What is required: Please return every line of the items below that contains the string "blue".

[Start Data provided]

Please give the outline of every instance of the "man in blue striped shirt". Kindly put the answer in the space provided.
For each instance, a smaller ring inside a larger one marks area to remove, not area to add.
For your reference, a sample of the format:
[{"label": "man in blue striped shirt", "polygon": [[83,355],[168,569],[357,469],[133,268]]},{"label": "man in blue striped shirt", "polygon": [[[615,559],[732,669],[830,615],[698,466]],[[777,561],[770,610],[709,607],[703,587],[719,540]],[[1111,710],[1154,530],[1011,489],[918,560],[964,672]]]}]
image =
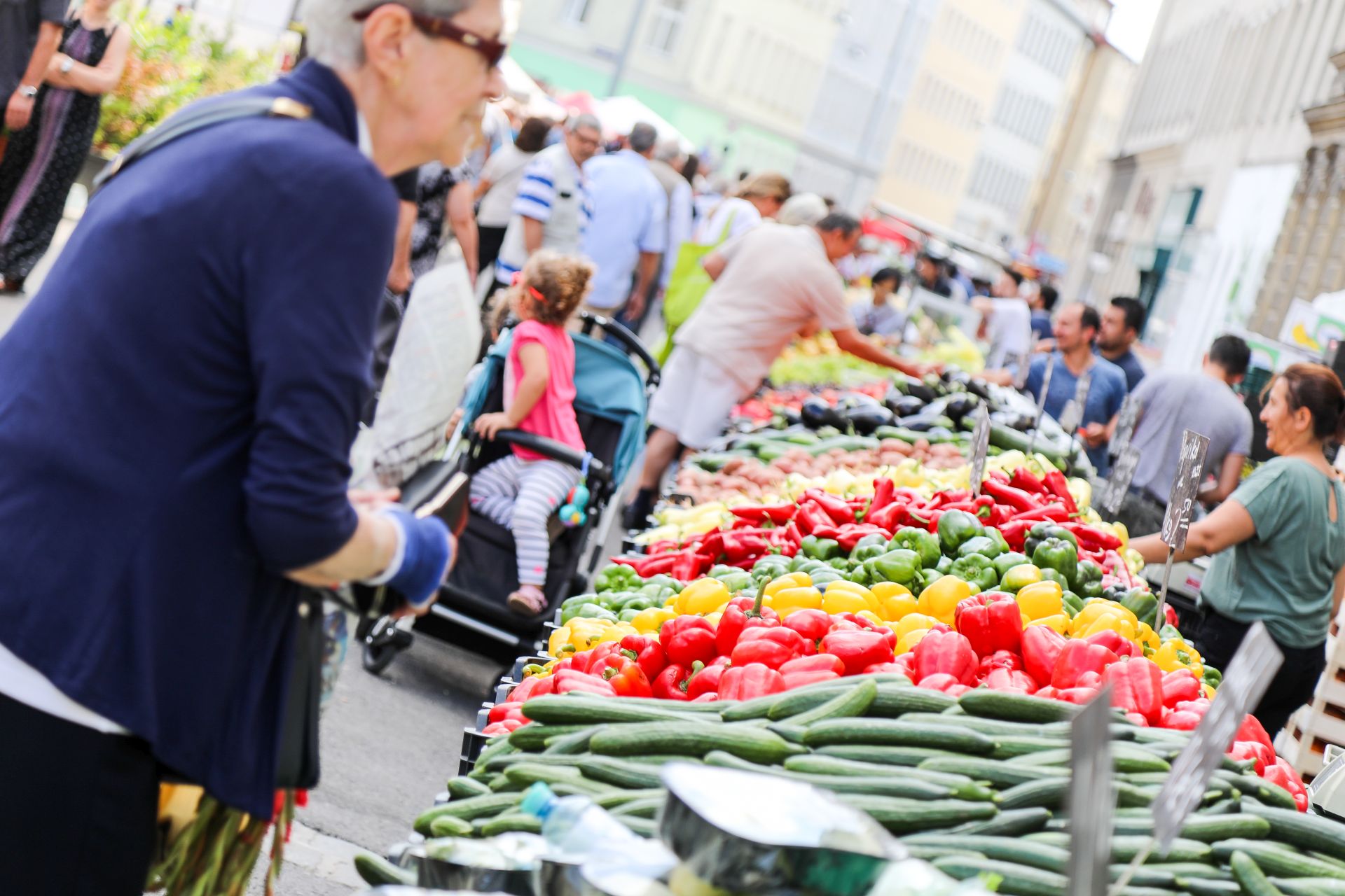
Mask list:
[{"label": "man in blue striped shirt", "polygon": [[496,281],[508,285],[538,249],[578,254],[593,212],[584,163],[597,153],[601,138],[597,118],[578,116],[566,128],[564,142],[529,163],[495,262]]}]

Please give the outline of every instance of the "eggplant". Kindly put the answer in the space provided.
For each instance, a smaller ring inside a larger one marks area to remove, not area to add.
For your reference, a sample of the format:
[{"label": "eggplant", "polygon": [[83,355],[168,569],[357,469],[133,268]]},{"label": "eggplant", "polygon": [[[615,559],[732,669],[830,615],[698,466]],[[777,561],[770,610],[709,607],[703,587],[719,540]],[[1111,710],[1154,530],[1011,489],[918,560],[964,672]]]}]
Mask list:
[{"label": "eggplant", "polygon": [[849,408],[845,415],[859,435],[873,435],[880,426],[892,426],[894,419],[892,411],[881,404],[859,404]]}]

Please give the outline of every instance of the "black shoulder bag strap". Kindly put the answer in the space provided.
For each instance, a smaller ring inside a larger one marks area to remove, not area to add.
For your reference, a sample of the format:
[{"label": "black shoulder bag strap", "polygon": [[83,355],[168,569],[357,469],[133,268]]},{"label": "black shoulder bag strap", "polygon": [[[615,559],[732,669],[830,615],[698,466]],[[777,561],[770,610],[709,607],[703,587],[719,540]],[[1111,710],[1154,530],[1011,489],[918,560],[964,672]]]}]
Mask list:
[{"label": "black shoulder bag strap", "polygon": [[136,160],[190,133],[237,118],[308,118],[312,114],[312,109],[289,97],[237,97],[188,106],[153,130],[140,134],[126,144],[121,153],[93,179],[90,196]]}]

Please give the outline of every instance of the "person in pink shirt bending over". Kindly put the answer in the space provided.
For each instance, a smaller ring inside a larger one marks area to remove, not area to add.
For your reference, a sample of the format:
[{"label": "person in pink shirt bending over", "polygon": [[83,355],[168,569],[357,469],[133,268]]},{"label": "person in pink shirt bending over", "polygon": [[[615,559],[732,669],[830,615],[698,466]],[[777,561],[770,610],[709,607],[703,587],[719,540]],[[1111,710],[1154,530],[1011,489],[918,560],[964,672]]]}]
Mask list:
[{"label": "person in pink shirt bending over", "polygon": [[[550,250],[535,253],[519,271],[508,294],[521,322],[504,363],[504,411],[476,419],[484,438],[519,429],[584,451],[574,419],[574,341],[565,321],[588,294],[593,273],[590,262]],[[472,478],[472,508],[514,533],[518,591],[508,606],[521,615],[546,610],[546,523],[578,481],[569,463],[518,446]]]}]

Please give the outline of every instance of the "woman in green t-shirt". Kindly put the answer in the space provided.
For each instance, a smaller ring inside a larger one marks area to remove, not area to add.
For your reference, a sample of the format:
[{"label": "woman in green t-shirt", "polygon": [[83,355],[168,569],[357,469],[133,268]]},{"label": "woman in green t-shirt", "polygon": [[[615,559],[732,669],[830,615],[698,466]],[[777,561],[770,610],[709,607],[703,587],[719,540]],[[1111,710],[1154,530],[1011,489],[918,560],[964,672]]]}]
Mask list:
[{"label": "woman in green t-shirt", "polygon": [[[1345,485],[1323,453],[1345,433],[1345,388],[1329,367],[1294,364],[1271,383],[1260,419],[1279,457],[1193,523],[1177,559],[1217,555],[1190,633],[1206,662],[1225,668],[1258,619],[1284,653],[1254,713],[1274,736],[1313,696],[1345,592]],[[1167,557],[1157,535],[1131,547],[1147,563]]]}]

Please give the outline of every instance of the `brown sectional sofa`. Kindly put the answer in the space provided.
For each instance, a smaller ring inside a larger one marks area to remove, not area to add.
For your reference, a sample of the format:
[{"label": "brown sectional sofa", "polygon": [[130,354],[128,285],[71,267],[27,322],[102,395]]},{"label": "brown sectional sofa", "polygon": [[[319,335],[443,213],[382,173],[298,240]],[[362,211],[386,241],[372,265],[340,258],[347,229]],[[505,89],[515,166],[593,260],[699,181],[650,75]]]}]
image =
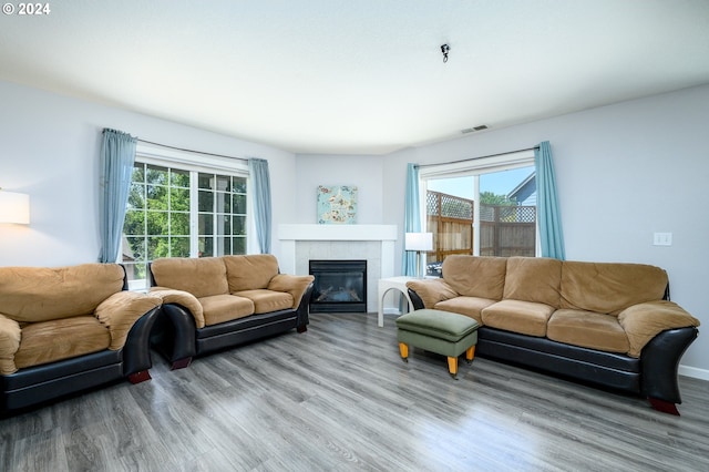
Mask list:
[{"label": "brown sectional sofa", "polygon": [[312,276],[280,274],[273,255],[160,258],[151,294],[163,299],[152,343],[174,369],[194,356],[307,329]]},{"label": "brown sectional sofa", "polygon": [[414,308],[474,318],[483,357],[648,398],[678,414],[679,359],[699,321],[641,264],[449,256],[440,279],[407,284]]},{"label": "brown sectional sofa", "polygon": [[0,267],[0,414],[150,379],[162,300],[126,288],[117,264]]}]

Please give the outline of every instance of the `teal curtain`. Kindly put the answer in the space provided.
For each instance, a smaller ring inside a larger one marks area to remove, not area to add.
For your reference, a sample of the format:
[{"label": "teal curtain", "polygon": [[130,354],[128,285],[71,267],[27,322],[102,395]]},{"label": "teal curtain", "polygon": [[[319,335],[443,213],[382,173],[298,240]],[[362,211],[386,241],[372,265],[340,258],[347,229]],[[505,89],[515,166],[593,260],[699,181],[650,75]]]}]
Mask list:
[{"label": "teal curtain", "polygon": [[[404,233],[421,232],[421,212],[419,208],[419,167],[409,164],[407,168],[407,194],[404,199],[403,229]],[[403,248],[401,257],[401,274],[417,275],[417,255]]]},{"label": "teal curtain", "polygon": [[542,257],[566,259],[564,250],[564,234],[562,232],[562,213],[556,195],[556,176],[552,161],[552,147],[545,141],[534,150],[534,166],[536,171],[537,202],[540,219],[540,243]]},{"label": "teal curtain", "polygon": [[99,156],[100,263],[119,260],[136,143],[137,138],[130,134],[103,130]]},{"label": "teal curtain", "polygon": [[270,176],[268,161],[249,158],[248,171],[254,183],[254,219],[256,222],[256,239],[261,254],[270,254]]}]

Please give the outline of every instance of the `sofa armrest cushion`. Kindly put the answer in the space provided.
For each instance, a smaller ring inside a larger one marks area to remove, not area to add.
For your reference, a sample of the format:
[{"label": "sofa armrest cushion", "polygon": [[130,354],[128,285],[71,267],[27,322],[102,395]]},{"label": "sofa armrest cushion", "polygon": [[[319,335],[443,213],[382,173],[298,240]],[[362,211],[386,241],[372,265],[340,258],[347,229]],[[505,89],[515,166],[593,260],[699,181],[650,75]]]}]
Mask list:
[{"label": "sofa armrest cushion", "polygon": [[634,305],[620,311],[618,321],[628,336],[628,356],[640,357],[640,352],[655,336],[667,329],[698,327],[699,320],[679,305],[657,300]]},{"label": "sofa armrest cushion", "polygon": [[308,286],[315,280],[314,276],[295,276],[288,274],[278,274],[268,283],[268,289],[274,291],[287,291],[292,297],[292,308],[296,309],[300,305],[302,295]]},{"label": "sofa armrest cushion", "polygon": [[420,280],[409,280],[407,288],[412,289],[421,297],[425,308],[433,308],[435,304],[458,297],[459,293],[445,283],[442,278],[424,278]]},{"label": "sofa armrest cushion", "polygon": [[119,291],[106,298],[96,307],[94,316],[111,332],[109,349],[122,349],[129,331],[143,315],[162,305],[163,300],[150,294],[137,291]]},{"label": "sofa armrest cushion", "polygon": [[174,290],[166,287],[152,287],[151,295],[155,295],[163,300],[163,305],[175,304],[181,305],[192,312],[195,318],[195,327],[202,329],[205,327],[204,307],[194,295],[188,291]]},{"label": "sofa armrest cushion", "polygon": [[124,277],[117,264],[0,267],[0,305],[18,322],[92,315],[99,304],[122,290]]},{"label": "sofa armrest cushion", "polygon": [[18,371],[14,353],[20,349],[21,338],[20,325],[0,314],[0,374],[7,376]]}]

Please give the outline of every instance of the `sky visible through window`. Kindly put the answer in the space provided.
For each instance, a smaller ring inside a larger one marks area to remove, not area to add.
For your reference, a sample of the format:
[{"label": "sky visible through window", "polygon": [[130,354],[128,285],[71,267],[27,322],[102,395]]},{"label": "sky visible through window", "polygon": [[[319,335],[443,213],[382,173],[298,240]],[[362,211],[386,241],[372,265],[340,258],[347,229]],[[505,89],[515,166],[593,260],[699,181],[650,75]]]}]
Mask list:
[{"label": "sky visible through window", "polygon": [[[534,172],[534,166],[483,174],[480,177],[481,192],[507,195]],[[473,199],[473,177],[451,177],[429,179],[429,191],[441,192],[462,198]]]}]

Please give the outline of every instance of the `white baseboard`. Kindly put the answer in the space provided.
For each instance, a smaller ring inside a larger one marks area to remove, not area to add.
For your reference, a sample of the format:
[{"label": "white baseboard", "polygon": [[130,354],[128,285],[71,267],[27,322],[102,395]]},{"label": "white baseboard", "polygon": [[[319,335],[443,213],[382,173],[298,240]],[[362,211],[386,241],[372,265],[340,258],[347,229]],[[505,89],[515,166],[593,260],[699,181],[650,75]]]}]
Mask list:
[{"label": "white baseboard", "polygon": [[709,370],[698,369],[696,367],[679,366],[677,371],[680,376],[691,377],[693,379],[709,380]]}]

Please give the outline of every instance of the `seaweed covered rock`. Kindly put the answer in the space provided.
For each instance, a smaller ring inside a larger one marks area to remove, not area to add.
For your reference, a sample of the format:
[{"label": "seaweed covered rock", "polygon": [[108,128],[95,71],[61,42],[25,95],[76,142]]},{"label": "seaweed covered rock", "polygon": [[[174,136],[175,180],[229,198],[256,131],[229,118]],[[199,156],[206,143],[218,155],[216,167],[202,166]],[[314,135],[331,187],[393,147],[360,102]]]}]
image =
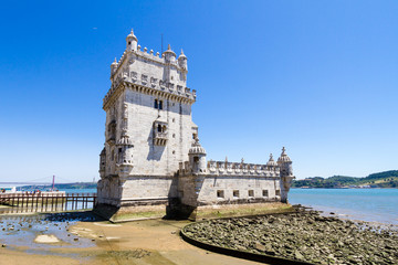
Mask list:
[{"label": "seaweed covered rock", "polygon": [[317,264],[397,264],[397,230],[321,216],[317,212],[210,220],[189,237],[227,248]]}]

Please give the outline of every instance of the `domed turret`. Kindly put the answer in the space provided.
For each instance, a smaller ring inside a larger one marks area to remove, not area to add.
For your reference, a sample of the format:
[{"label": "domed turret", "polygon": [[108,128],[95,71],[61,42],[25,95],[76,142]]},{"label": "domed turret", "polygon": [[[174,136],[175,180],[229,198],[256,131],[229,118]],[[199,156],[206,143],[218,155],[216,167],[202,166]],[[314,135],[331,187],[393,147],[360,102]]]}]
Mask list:
[{"label": "domed turret", "polygon": [[191,167],[192,173],[202,173],[206,172],[207,163],[206,163],[206,150],[199,144],[199,139],[196,138],[191,148],[188,152],[189,165]]},{"label": "domed turret", "polygon": [[138,39],[134,35],[133,29],[132,32],[126,38],[126,50],[127,51],[137,51]]},{"label": "domed turret", "polygon": [[176,61],[176,53],[171,51],[170,44],[168,44],[167,50],[161,54],[166,62],[171,63]]},{"label": "domed turret", "polygon": [[121,176],[128,176],[133,169],[133,144],[126,131],[116,142],[117,148],[117,168]]},{"label": "domed turret", "polygon": [[181,49],[181,54],[178,57],[178,65],[185,70],[188,71],[188,64],[187,64],[187,56],[184,54],[184,51]]},{"label": "domed turret", "polygon": [[101,151],[100,153],[100,176],[101,178],[105,177],[105,169],[106,169],[106,149]]},{"label": "domed turret", "polygon": [[276,167],[277,163],[273,160],[272,153],[270,153],[270,160],[266,162],[266,167]]},{"label": "domed turret", "polygon": [[286,155],[284,147],[282,148],[281,157],[277,159],[277,166],[281,167],[281,201],[287,202],[287,192],[295,177],[293,176],[292,160]]},{"label": "domed turret", "polygon": [[286,148],[282,148],[281,157],[277,159],[277,165],[284,163],[284,162],[292,162],[290,157],[286,155]]},{"label": "domed turret", "polygon": [[205,155],[206,156],[206,150],[199,144],[199,138],[195,139],[195,142],[192,144],[191,148],[189,149],[188,155]]},{"label": "domed turret", "polygon": [[116,62],[116,57],[115,61],[111,64],[111,76],[115,74],[116,70],[117,70],[117,62]]}]

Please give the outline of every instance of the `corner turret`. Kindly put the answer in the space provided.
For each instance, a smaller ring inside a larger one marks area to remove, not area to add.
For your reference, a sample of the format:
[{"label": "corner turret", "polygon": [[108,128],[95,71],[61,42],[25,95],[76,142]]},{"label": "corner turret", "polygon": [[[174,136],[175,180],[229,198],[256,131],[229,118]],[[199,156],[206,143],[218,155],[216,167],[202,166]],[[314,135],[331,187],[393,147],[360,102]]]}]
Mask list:
[{"label": "corner turret", "polygon": [[165,57],[166,63],[174,63],[176,61],[176,53],[171,51],[170,44],[168,44],[167,50],[161,54]]},{"label": "corner turret", "polygon": [[192,147],[189,149],[189,165],[191,167],[192,173],[205,173],[207,168],[206,162],[206,150],[199,144],[199,138],[195,138]]},{"label": "corner turret", "polygon": [[105,178],[105,170],[106,170],[106,149],[101,151],[100,153],[100,177]]},{"label": "corner turret", "polygon": [[276,167],[276,166],[277,166],[277,163],[273,160],[272,153],[270,153],[270,160],[266,162],[266,167],[273,168],[273,167]]},{"label": "corner turret", "polygon": [[137,51],[137,44],[138,44],[138,39],[134,35],[133,29],[132,32],[127,35],[126,38],[126,51],[130,52],[130,51]]},{"label": "corner turret", "polygon": [[181,49],[181,54],[178,56],[178,65],[185,71],[188,72],[187,56],[184,54]]},{"label": "corner turret", "polygon": [[111,76],[113,76],[115,73],[116,73],[116,70],[117,70],[117,61],[116,61],[116,57],[115,57],[115,61],[111,64]]},{"label": "corner turret", "polygon": [[286,155],[286,149],[282,148],[281,157],[277,159],[277,166],[281,167],[281,201],[287,202],[287,192],[291,188],[293,176],[292,160]]}]

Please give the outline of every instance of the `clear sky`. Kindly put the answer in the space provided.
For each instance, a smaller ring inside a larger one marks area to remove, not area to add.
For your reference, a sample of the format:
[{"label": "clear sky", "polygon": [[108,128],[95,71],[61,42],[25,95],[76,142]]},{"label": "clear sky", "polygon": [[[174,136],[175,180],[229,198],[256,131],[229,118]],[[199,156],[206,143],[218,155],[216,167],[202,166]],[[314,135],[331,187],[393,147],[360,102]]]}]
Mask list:
[{"label": "clear sky", "polygon": [[0,181],[91,181],[134,28],[188,57],[207,158],[298,179],[398,169],[398,1],[2,1]]}]

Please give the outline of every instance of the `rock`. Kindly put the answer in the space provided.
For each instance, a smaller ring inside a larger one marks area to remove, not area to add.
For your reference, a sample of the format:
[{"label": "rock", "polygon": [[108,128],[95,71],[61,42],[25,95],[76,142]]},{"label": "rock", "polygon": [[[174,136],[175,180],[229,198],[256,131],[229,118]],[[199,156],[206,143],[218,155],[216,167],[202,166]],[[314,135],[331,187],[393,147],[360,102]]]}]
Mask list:
[{"label": "rock", "polygon": [[303,256],[303,254],[300,253],[300,251],[294,252],[294,258],[298,259],[298,261],[304,261],[305,259],[305,257]]},{"label": "rock", "polygon": [[264,252],[265,251],[265,246],[260,244],[260,243],[255,243],[254,248],[258,250],[259,252]]}]

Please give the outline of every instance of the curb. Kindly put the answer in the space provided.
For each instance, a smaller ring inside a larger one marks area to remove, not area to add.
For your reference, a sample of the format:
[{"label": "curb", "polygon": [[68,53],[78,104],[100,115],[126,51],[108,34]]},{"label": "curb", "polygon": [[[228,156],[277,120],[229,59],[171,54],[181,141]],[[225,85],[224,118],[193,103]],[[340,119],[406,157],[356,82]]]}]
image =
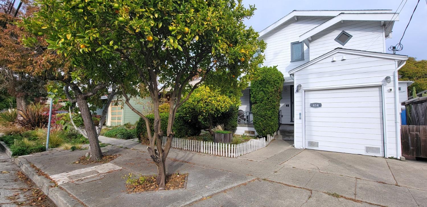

[End Data provided]

Finished answer:
Please give the outline of every instance of the "man in blue striped shirt". Kindly put the answer in the space provided.
[{"label": "man in blue striped shirt", "polygon": [[83,355],[168,569],[357,469],[133,268]]},{"label": "man in blue striped shirt", "polygon": [[[615,559],[732,669],[830,615],[698,466]],[[777,561],[770,610],[709,607],[703,587],[719,540]],[[1111,710],[1154,530],[1011,489],[918,560],[964,672]]]}]
[{"label": "man in blue striped shirt", "polygon": [[496,281],[508,285],[538,249],[578,254],[593,212],[584,163],[597,153],[601,138],[597,118],[578,116],[566,128],[564,142],[529,163],[495,262]]}]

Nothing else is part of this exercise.